[Rekordy ze zbioru danych]

--------

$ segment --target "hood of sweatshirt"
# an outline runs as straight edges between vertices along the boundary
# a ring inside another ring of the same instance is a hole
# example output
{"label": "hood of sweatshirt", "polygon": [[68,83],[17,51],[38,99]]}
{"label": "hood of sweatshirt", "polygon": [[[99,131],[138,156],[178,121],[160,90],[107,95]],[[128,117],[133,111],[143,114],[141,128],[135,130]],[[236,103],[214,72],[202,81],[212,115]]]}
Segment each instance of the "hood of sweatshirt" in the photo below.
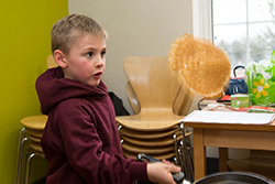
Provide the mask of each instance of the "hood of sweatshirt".
{"label": "hood of sweatshirt", "polygon": [[48,115],[53,107],[69,98],[108,95],[108,89],[102,82],[98,86],[90,86],[64,78],[61,67],[50,68],[43,73],[36,79],[35,87],[41,102],[41,111],[44,115]]}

--------

TREŚĆ ZADANIA: Czy możesz zapisać cały materiał jako listę JSON z ciągami znaków, po jednym na każdy wiersz? Pomiń puste wiersze i obrazy.

POPRAWNA ODPOWIEDŹ:
[
  "$ segment --target \"hood of sweatshirt\"",
  "# an outline runs as straight edges between vertices along the boundary",
  "# a ring inside another ring of the same instance is a hole",
  "# example output",
  "{\"label\": \"hood of sweatshirt\", \"polygon\": [[68,83],[17,51],[38,99]]}",
  "{\"label\": \"hood of sweatshirt\", \"polygon\": [[[99,131],[138,156],[178,121],[160,90],[107,95]],[[128,117],[133,111],[143,114],[141,128],[135,130]],[[236,103],[214,72],[202,81],[212,115]]]}",
  "Segment each instance of the \"hood of sweatshirt\" in the photo below.",
  "Provide the mask of each instance of the \"hood of sweatshirt\".",
  "{\"label\": \"hood of sweatshirt\", \"polygon\": [[48,115],[53,107],[69,98],[108,95],[108,89],[102,82],[98,86],[90,86],[64,78],[61,67],[50,68],[43,73],[36,79],[35,87],[41,102],[41,111],[44,115]]}"
]